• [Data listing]
* start *

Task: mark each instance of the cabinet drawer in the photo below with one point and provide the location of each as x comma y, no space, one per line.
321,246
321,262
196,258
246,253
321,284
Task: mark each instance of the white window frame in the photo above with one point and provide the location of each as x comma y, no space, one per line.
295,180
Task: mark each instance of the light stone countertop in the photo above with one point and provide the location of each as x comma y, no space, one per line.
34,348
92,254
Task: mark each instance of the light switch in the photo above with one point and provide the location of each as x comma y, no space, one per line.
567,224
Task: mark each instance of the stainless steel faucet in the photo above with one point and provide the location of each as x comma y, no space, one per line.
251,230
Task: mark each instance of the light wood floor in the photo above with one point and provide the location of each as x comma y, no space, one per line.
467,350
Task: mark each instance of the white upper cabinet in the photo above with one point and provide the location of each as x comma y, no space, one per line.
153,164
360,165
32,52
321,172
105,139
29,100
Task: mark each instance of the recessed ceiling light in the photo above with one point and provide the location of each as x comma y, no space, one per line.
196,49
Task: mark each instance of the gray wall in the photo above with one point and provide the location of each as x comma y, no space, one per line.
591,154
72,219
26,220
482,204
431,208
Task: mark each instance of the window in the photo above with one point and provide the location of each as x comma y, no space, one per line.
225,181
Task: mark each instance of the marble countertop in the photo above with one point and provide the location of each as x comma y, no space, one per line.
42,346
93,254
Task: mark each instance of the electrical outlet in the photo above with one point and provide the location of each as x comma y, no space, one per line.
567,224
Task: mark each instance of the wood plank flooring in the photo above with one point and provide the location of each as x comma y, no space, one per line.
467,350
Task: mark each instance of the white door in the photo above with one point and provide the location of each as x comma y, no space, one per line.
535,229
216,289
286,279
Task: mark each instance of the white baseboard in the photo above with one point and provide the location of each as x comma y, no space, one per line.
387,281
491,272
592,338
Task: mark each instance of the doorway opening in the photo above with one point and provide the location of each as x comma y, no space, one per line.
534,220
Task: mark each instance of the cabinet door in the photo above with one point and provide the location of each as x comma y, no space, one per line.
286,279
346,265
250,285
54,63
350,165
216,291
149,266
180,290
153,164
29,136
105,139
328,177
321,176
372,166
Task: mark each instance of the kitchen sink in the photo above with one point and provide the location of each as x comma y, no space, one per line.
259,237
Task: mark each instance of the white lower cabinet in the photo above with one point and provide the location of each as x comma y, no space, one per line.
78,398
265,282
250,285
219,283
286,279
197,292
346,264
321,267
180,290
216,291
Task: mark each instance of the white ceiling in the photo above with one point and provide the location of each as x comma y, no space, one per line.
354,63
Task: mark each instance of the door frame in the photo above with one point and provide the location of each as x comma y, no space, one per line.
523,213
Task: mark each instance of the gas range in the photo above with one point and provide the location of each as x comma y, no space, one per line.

* end *

• [Exercise task] Copy exactly the lines above, from the one containing "Task: mark each instance of the wood" through the very last line.

• [Final result]
Task: mark each instance of the wood plank flooring in the photo above with one point and provide the location of each as x comma y, no space, one per line.
467,350
Task: mark each instance of the white door in the photo above with one point and provide the location of each as x comma y, no space, one per line.
535,229
216,289
286,279
Task: mark each instance of the white baseboard in the photo above with one point and provide the location of each as x comma y, no space, one per line.
387,281
491,272
592,338
Task: mark each instance of the doorway opening in the photo above with one point and provide the location of each as x comma y, no space, one per line.
534,220
Task: mark each instance of the cabinet door in the photo above with one point and provide the location of each as x comma y, no space, one per line.
286,279
346,265
250,285
54,63
350,165
216,291
149,266
180,290
153,164
29,136
105,139
328,177
321,176
372,166
Task: mark each instance of the kitchen sink in the photo above with one point and provide the location of each as x comma y, no space, one per line.
259,237
Task: mark each instance of the white lower cabinet in the photo above with one point and provide the location of each as x comma y, no space, one per line.
78,398
265,282
250,285
219,283
286,279
197,292
346,264
321,267
180,290
216,291
Task: mark each instance of the white ceiling in the photo above with one point and provide the location of each as x comma y, no space, one per line.
354,63
Task: mark each instance of the door frame in the photo above with one point and provide the location of each as x comma y, no space, one per line.
523,213
Task: mark each instance of the gas range in the photo above with one point and provide the location of each as x comma y, no space, one per line.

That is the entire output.